───── Material to process
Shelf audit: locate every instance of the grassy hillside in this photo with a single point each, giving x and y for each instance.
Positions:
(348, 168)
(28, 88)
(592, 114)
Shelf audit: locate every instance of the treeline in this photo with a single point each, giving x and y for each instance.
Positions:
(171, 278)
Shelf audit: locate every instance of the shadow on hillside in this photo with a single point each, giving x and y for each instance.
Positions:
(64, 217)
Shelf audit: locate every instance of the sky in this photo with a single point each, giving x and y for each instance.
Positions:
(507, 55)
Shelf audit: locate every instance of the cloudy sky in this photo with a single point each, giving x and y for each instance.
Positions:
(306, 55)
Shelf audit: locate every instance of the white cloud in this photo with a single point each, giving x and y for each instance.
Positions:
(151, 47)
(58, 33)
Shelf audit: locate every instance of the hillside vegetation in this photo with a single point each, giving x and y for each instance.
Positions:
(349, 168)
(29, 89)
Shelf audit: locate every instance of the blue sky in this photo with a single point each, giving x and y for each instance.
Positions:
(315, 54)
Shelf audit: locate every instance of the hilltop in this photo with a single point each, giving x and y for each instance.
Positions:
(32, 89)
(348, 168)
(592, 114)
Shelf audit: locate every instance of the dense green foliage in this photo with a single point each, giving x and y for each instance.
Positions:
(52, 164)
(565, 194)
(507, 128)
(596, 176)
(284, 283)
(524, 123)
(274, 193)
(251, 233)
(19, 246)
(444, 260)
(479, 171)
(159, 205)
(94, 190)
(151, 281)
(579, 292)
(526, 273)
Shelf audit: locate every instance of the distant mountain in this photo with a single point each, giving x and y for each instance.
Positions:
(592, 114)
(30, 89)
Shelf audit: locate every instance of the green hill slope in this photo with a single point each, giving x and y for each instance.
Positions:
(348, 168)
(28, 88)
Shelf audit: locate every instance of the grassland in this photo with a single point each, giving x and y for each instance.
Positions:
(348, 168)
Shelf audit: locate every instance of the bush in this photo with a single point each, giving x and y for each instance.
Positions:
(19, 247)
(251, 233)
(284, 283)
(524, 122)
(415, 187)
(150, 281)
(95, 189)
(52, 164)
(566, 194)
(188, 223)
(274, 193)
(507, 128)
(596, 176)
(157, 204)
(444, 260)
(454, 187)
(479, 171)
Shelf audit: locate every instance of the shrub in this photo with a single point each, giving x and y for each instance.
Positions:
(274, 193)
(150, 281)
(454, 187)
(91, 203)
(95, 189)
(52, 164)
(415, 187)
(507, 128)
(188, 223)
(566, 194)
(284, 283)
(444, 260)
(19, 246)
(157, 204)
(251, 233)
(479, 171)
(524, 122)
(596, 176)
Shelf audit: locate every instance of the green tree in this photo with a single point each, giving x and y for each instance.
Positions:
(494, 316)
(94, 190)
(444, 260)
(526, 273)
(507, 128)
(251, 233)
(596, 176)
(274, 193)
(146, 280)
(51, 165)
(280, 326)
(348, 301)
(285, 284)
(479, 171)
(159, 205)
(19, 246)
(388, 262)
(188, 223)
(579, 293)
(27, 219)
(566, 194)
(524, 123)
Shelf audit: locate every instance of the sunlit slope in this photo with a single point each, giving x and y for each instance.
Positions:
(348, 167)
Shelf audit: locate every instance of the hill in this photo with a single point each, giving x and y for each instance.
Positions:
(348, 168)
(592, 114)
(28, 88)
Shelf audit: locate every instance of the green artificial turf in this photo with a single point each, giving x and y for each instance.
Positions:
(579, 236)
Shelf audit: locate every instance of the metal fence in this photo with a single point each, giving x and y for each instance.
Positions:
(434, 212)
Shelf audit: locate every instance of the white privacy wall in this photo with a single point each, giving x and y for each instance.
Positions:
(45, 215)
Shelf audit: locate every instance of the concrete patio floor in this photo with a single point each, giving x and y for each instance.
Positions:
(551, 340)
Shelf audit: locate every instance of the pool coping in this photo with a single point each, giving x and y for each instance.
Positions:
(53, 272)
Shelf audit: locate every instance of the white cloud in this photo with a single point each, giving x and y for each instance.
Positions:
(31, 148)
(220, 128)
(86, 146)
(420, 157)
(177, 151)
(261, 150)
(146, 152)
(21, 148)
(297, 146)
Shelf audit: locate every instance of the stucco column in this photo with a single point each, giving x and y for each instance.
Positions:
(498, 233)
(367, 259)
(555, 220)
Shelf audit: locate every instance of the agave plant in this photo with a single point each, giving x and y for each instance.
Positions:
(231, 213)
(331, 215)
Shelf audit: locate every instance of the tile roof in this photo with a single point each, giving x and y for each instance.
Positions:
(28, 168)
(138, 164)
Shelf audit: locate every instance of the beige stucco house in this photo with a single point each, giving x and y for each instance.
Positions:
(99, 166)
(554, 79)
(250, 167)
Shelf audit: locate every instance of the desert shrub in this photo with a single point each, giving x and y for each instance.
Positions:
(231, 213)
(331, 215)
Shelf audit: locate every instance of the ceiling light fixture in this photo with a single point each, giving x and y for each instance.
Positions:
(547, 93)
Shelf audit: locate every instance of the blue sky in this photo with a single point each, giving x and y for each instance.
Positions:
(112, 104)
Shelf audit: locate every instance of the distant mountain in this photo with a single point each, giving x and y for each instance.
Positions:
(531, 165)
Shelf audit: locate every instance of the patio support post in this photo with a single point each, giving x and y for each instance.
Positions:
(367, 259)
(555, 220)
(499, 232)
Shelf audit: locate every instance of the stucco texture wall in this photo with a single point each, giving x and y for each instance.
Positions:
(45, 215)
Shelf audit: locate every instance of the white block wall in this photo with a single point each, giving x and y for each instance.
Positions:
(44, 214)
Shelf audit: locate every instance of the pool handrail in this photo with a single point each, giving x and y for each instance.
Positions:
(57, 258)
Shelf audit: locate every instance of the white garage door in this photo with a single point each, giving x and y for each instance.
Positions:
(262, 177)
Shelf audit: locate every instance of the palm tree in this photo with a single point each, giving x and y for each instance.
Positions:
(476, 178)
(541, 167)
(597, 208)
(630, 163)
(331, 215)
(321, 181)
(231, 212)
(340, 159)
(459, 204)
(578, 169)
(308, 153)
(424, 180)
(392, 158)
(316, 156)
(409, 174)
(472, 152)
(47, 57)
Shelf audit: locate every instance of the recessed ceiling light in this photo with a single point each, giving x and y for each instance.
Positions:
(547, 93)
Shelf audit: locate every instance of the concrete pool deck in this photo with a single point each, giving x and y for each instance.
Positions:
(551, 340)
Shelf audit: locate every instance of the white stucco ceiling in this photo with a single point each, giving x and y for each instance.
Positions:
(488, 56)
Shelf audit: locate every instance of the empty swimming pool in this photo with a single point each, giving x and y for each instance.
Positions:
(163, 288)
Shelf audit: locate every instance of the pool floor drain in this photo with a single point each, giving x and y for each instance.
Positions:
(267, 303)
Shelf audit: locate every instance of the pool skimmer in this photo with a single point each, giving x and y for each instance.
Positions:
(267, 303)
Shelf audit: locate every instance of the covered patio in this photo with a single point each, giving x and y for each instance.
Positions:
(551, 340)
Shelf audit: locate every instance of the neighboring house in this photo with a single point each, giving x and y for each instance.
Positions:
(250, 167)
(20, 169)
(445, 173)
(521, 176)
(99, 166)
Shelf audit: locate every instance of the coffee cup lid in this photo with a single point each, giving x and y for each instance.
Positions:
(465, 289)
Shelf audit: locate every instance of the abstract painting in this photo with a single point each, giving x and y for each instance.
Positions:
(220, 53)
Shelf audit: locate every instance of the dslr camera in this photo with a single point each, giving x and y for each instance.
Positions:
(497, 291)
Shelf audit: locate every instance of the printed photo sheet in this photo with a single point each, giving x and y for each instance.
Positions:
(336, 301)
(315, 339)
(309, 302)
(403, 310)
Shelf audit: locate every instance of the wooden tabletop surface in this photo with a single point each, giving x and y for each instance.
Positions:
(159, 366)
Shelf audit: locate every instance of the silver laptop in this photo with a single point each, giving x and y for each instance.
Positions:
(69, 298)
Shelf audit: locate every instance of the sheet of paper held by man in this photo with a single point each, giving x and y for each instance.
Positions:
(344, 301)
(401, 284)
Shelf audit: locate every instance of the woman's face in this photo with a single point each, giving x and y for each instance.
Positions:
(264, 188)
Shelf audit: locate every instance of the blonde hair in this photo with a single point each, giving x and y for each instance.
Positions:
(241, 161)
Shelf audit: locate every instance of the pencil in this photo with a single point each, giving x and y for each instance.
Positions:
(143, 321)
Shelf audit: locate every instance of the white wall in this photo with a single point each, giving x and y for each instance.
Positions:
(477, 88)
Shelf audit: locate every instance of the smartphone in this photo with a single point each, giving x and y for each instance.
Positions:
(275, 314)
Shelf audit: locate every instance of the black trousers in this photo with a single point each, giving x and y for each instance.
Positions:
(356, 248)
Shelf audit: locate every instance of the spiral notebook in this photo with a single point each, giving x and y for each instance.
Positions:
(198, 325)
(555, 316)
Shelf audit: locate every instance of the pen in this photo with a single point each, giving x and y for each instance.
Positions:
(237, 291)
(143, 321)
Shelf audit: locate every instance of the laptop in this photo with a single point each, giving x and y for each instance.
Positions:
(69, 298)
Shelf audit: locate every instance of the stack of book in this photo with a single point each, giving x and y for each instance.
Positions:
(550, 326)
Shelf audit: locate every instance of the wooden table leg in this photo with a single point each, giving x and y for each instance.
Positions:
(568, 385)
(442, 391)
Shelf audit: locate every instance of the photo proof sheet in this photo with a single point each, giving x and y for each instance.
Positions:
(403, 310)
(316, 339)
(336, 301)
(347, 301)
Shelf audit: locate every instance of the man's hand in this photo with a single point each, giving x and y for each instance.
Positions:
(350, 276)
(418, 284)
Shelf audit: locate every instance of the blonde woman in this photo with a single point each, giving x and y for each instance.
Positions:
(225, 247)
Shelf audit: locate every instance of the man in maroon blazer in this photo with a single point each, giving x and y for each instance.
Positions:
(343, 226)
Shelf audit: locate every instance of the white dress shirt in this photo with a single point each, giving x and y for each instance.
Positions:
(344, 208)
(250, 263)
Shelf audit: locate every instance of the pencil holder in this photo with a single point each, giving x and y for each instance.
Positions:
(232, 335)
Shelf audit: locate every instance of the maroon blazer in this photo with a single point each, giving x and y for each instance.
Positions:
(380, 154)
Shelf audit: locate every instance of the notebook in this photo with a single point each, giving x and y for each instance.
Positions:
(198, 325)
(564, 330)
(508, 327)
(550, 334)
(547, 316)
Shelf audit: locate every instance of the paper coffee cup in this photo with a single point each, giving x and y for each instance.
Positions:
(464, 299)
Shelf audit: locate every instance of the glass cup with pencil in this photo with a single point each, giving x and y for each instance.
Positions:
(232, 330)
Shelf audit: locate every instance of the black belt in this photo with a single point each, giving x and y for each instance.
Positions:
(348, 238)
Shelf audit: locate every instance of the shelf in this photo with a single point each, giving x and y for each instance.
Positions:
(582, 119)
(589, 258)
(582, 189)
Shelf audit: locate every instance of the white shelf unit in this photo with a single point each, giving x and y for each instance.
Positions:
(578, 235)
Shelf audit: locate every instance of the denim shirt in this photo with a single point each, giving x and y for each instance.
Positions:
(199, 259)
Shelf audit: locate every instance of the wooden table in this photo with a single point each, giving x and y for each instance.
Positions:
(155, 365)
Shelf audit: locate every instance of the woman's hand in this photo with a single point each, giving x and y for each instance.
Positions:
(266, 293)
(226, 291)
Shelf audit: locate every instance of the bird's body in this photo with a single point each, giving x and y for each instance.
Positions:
──────────
> Your instructions
Reproduce, word for word and in full, only the lines above that start at the line with "Shelf audit: locate every instance of the dense" and run through the line with "Shelf audit: locate every instance of the green tree", both ends included.

> Solution to the problem
Shelf audit: locate every instance of the dense green foliage in this photo with a single point each, giving x and y for each instance.
Positions:
(52, 164)
(565, 194)
(507, 128)
(596, 176)
(284, 283)
(524, 123)
(274, 193)
(251, 233)
(19, 246)
(444, 260)
(479, 171)
(159, 205)
(94, 190)
(151, 281)
(579, 292)
(526, 273)
Shelf audit: locate every instance of the distant mountain in this photo with a single point each, giving x and y for each instance.
Positions:
(592, 114)
(30, 89)
Shelf audit: locate every instance of the green hill slope in this photo with a single point each, giving x and y for each instance.
Positions:
(348, 168)
(28, 88)
Shelf audit: locate every instance of the grassland in this photo with a single point each, giving x and y for each instance.
Positions:
(348, 168)
Shelf audit: locate every instance of the bush in this photo with a single point each, giving x and y for each instance.
Positions:
(19, 247)
(251, 233)
(284, 283)
(524, 122)
(415, 187)
(150, 281)
(95, 189)
(52, 164)
(566, 194)
(188, 223)
(274, 193)
(507, 128)
(596, 176)
(157, 204)
(444, 260)
(454, 187)
(479, 171)
Shelf audit: locate every instance of the shrub in this photo with a single point each, giving x and y for each instance.
Positions:
(274, 193)
(150, 281)
(454, 187)
(91, 203)
(95, 189)
(52, 164)
(415, 187)
(507, 128)
(188, 223)
(566, 194)
(284, 283)
(444, 260)
(19, 246)
(157, 204)
(251, 233)
(479, 171)
(524, 122)
(596, 176)
Shelf audit: locate every instance of the green tree in this photo with a single point each, giving x and y for each instance.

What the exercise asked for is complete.